17 Dicembre 2025 – Il 18 dicembre si celebra la Giornata internazionale dei migranti, proclamata dall’Onu nel 2000 per ricordare l’approvazione – il 18 dicembre 1990 – della “Convenzione internazionale sulla protezione dei diritti di tutti i lavoratori migranti e dei membri delle loro famiglie”. Per l’occasione ripubblichiamo integralmente da “Migranti Press” l’intervista di Ilaria De Bonis a Marco Omizzolo sulla vicenda “esemplare” – un storia di successo ma anche di fallimenti – di Balbir Singh.
È forse ingenuo definire la storia di Balbir Singh semplicemente come di successo o “a lieto fine”. Ma, in effetti, quella del bracciante sikh indiano rimasto schiavo per sei anni in una tenuta di uno dei tanti “padroni” dell’Agro pontino, e poi liberato, non può essere chiamata in altro modo.

++++++

* _COMPITI DA SVOLGERE_
- 1) Cita per intero il brano sulla storia di Balbir Singh, senza cambiare nulla.
- 2) Conta quante righe dell'elenco qui sotto contengono la stringa "shovel", distinguendo tra maiuscole e minuscole. Scrivi soltanto il numero.

++++++

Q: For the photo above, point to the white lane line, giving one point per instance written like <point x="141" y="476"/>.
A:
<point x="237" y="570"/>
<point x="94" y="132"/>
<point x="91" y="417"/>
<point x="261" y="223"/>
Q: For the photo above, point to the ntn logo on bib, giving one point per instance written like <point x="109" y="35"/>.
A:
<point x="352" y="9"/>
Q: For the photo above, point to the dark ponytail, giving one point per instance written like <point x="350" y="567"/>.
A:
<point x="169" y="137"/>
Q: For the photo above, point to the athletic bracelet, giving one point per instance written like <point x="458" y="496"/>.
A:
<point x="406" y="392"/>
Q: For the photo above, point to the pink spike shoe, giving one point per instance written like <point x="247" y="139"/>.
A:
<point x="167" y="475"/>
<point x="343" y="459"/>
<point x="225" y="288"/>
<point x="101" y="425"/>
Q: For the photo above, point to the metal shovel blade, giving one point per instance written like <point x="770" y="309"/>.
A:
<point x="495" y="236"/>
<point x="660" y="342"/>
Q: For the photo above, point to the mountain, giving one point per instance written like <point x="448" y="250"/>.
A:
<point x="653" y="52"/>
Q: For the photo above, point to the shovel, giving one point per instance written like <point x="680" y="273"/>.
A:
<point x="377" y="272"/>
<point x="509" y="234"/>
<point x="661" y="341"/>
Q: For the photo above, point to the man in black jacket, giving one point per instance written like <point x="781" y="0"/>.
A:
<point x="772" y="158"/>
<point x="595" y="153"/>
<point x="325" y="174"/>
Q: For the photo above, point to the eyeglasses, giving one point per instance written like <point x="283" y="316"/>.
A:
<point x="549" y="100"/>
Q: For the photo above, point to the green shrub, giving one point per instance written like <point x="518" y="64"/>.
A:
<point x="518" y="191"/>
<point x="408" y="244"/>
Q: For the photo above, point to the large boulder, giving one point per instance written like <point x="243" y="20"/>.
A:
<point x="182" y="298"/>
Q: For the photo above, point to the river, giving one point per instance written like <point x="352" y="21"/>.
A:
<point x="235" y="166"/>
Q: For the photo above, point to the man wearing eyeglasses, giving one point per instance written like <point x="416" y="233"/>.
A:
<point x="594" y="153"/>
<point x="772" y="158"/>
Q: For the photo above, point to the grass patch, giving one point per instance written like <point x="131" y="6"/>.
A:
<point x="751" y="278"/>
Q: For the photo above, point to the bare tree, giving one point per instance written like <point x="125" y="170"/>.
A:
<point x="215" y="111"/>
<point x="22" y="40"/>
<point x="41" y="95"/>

++++++

* _RISULTATI PER COMPITO_
- 1)
17 Dicembre 2025 – Il 18 dicembre si celebra la Giornata internazionale dei migranti, proclamata dall’Onu nel 2000 per ricordare l’approvazione – il 18 dicembre 1990 – della “Convenzione internazionale sulla protezione dei diritti di tutti i lavoratori migranti e dei membri delle loro famiglie”. Per l’occasione ripubblichiamo integralmente da “Migranti Press” l’intervista di Ilaria De Bonis a Marco Omizzolo sulla vicenda “esemplare” – un storia di successo ma anche di fallimenti – di Balbir Singh.
È forse ingenuo definire la storia di Balbir Singh semplicemente come di successo o “a lieto fine”. Ma, in effetti, quella del bracciante sikh indiano rimasto schiavo per sei anni in una tenuta di uno dei tanti “padroni” dell’Agro pontino, e poi liberato, non può essere chiamata in altro modo.

- 2) 2